== Task brief ==
Are you able to quote each entry exactly as written?

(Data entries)
══════════════════════════════
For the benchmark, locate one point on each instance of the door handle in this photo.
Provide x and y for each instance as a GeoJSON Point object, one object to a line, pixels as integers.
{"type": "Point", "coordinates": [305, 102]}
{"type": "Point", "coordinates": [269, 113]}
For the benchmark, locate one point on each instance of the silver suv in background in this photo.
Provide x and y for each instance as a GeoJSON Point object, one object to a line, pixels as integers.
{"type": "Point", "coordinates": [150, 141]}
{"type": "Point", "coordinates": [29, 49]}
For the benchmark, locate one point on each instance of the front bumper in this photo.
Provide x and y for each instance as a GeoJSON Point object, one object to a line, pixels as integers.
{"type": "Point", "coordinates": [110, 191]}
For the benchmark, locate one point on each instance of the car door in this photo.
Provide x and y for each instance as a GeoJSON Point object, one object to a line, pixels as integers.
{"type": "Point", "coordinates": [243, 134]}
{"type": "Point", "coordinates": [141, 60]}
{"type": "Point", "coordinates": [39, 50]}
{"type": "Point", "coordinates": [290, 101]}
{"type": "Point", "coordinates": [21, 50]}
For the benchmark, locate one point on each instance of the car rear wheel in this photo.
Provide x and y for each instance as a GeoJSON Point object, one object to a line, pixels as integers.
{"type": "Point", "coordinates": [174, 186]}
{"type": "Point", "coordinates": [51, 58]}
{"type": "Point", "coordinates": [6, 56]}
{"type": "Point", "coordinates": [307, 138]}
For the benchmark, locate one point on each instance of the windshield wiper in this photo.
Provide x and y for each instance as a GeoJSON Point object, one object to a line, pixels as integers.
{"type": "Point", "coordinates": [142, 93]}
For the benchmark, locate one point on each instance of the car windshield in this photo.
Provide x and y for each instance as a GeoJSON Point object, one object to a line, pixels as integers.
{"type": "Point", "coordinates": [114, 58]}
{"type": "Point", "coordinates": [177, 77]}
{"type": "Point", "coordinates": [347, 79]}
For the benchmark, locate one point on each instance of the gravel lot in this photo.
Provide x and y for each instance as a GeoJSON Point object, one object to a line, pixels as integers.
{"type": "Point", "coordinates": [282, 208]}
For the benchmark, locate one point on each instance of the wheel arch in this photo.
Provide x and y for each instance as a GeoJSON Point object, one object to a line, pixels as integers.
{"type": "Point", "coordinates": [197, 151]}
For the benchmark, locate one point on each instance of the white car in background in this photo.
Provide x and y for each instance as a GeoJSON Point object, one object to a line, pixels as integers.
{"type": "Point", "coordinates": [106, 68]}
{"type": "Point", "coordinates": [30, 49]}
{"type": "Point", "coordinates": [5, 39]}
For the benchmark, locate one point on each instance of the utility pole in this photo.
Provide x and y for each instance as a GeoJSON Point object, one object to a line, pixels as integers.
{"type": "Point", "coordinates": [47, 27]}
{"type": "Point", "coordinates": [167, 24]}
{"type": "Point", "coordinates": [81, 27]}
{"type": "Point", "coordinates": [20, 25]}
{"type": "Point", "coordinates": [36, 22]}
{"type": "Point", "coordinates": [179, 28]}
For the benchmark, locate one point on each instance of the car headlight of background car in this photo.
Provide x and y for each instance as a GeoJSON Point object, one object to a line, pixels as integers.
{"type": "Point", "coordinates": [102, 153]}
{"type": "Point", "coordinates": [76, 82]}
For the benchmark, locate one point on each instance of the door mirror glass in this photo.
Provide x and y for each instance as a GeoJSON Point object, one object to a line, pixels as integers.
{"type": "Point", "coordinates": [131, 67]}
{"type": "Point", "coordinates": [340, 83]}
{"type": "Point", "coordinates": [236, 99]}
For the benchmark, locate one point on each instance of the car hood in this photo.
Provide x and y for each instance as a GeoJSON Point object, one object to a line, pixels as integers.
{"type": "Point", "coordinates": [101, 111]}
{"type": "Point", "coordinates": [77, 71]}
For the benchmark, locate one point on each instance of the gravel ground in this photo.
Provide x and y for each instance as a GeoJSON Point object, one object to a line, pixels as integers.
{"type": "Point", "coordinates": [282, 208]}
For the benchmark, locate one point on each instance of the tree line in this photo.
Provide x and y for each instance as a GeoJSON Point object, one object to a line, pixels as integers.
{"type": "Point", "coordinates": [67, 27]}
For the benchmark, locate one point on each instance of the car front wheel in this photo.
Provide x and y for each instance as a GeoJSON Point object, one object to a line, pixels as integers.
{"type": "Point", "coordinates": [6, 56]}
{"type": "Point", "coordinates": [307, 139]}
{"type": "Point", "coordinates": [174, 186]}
══════════════════════════════
== Answer for this exercise ==
For the benchmark, locate one point on each instance of the door handle in this photo.
Provide x and y for each instance as a GeoJSON Point object, one object to a line, pixels as integers.
{"type": "Point", "coordinates": [305, 102]}
{"type": "Point", "coordinates": [269, 113]}
For the benchmark, locate one point on each instance of the silver suv in background in this photo.
Provide x and y for each instance as a GeoJSON Point object, one object to a line, pixels as integers.
{"type": "Point", "coordinates": [150, 141]}
{"type": "Point", "coordinates": [29, 49]}
For the benchmark, locate one point on each instance of the front bumper in this photo.
Provide x and y for each instance as a GeoJSON Point object, one object to a line, pixels as integers.
{"type": "Point", "coordinates": [110, 191]}
For the benchmark, locate one point on each instance of the car door in this photo.
Provide x and y for each instance as a GeoJSON Point object, one object to a line, pixels as integers.
{"type": "Point", "coordinates": [243, 134]}
{"type": "Point", "coordinates": [141, 60]}
{"type": "Point", "coordinates": [39, 50]}
{"type": "Point", "coordinates": [290, 101]}
{"type": "Point", "coordinates": [21, 50]}
For the benchmark, locate one point on each instance of the car rear wheel in this photo.
Provide x and y for each instance as a GeoJSON Point object, one object to a line, pixels as integers.
{"type": "Point", "coordinates": [174, 186]}
{"type": "Point", "coordinates": [51, 58]}
{"type": "Point", "coordinates": [6, 56]}
{"type": "Point", "coordinates": [307, 138]}
For the benchmark, locate one point on each instance of the windshield wiper in this photo.
Provide x and y for each instance as a GeoJSON Point object, one object to a line, pixels as integers.
{"type": "Point", "coordinates": [142, 93]}
For the benchmark, locate one point on each instance of the car windshield in this photo.
Provide x and y for each instance as a GeoJSON Point object, one object to a line, pixels as integers.
{"type": "Point", "coordinates": [114, 58]}
{"type": "Point", "coordinates": [177, 77]}
{"type": "Point", "coordinates": [347, 79]}
For the benchmark, locate one point on each instance of the gravel lot in this photo.
Provide x and y for each instance as a GeoJSON Point object, one object to a line, pixels as integers.
{"type": "Point", "coordinates": [282, 208]}
For the benchmark, locate one point on each instance of the wheel arch in this photo.
Provide x and y for each instance as a GeoJSON Point object, one object to a line, pixels as integers.
{"type": "Point", "coordinates": [197, 151]}
For the benchmark, locate one point on each instance of the white car in background in this photo.
Provide x and y for each instance as a GeoJSON Point object, one object to a line, pixels as integers.
{"type": "Point", "coordinates": [106, 68]}
{"type": "Point", "coordinates": [30, 49]}
{"type": "Point", "coordinates": [5, 39]}
For the benchmark, locate one point on each instance of the utility pole in this photo.
Provide x and y for each instance as a GeoJSON Point object, one object to a line, pixels as integers.
{"type": "Point", "coordinates": [47, 27]}
{"type": "Point", "coordinates": [167, 24]}
{"type": "Point", "coordinates": [81, 27]}
{"type": "Point", "coordinates": [20, 25]}
{"type": "Point", "coordinates": [36, 22]}
{"type": "Point", "coordinates": [179, 28]}
For the benchmark, locate one point on each instance of the car headlight of background car in this photo.
Provide x and y for each instance as a GeoJSON Point object, one object to a line, pixels as integers.
{"type": "Point", "coordinates": [102, 153]}
{"type": "Point", "coordinates": [76, 82]}
For the benchmark, locate one point on each instance of the door mirror glass in this photo.
Provide x and y for each instance as a GeoJSON Point object, one object to a line, pixels as integers.
{"type": "Point", "coordinates": [131, 67]}
{"type": "Point", "coordinates": [340, 83]}
{"type": "Point", "coordinates": [236, 99]}
For the benchmark, locate one point on each instance of the car hood in this photo.
Provide x and y for each instance as a GeoJSON Point object, one object to a line, pixels as integers.
{"type": "Point", "coordinates": [101, 111]}
{"type": "Point", "coordinates": [77, 71]}
For the benchmark, locate one point on each instance of the gravel ground in this photo.
Provide x and y for each instance as a GeoJSON Point object, one object to a line, pixels as integers.
{"type": "Point", "coordinates": [282, 208]}
For the benchmark, locate one point on each instance of the tree line in this photo.
Provide x and y for each instance as a GeoJSON Point object, one object to a line, pixels as integers.
{"type": "Point", "coordinates": [67, 27]}
For the benchmark, locate one point on each instance of the car front wheel in this photo.
Provide x and y for each instance as a GeoJSON Point object, one object to a line, pixels as integers.
{"type": "Point", "coordinates": [6, 56]}
{"type": "Point", "coordinates": [307, 139]}
{"type": "Point", "coordinates": [174, 186]}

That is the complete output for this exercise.